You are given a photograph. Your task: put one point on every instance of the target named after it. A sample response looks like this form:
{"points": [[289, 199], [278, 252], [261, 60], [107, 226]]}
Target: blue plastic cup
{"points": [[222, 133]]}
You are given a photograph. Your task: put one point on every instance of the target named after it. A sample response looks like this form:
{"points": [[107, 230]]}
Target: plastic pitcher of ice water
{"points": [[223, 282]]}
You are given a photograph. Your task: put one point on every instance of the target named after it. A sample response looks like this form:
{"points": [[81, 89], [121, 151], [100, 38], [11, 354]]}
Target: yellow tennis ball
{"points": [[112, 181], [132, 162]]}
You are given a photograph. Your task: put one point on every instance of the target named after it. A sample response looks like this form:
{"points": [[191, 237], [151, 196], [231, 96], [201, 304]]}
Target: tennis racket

● **TASK TO COMPLETE**: Return the whole listing, word for word.

● **SOLUTION**:
You are given a photograph. Your task: put one point on every instance of the target named after it. A sample response looks like this form:
{"points": [[289, 199], [278, 252], [261, 60], [107, 226]]}
Target: blue plastic cup
{"points": [[222, 133]]}
You are given a photograph. Your task: put one point on every instance of the target named after it. A sample response looks like this form:
{"points": [[107, 230]]}
Target: plastic pitcher of ice water
{"points": [[223, 282]]}
You are given a photograph. Your task: put one point on every instance of the target named after it. A sample response looks like this form:
{"points": [[81, 89], [121, 151], [100, 38], [11, 354]]}
Target: yellow tennis ball
{"points": [[112, 181], [132, 162]]}
You are given a photograph. Your task: put one point on every instance of the target named after it. A sample response looks like this form:
{"points": [[191, 237], [151, 196], [231, 96], [201, 304]]}
Target: tennis racket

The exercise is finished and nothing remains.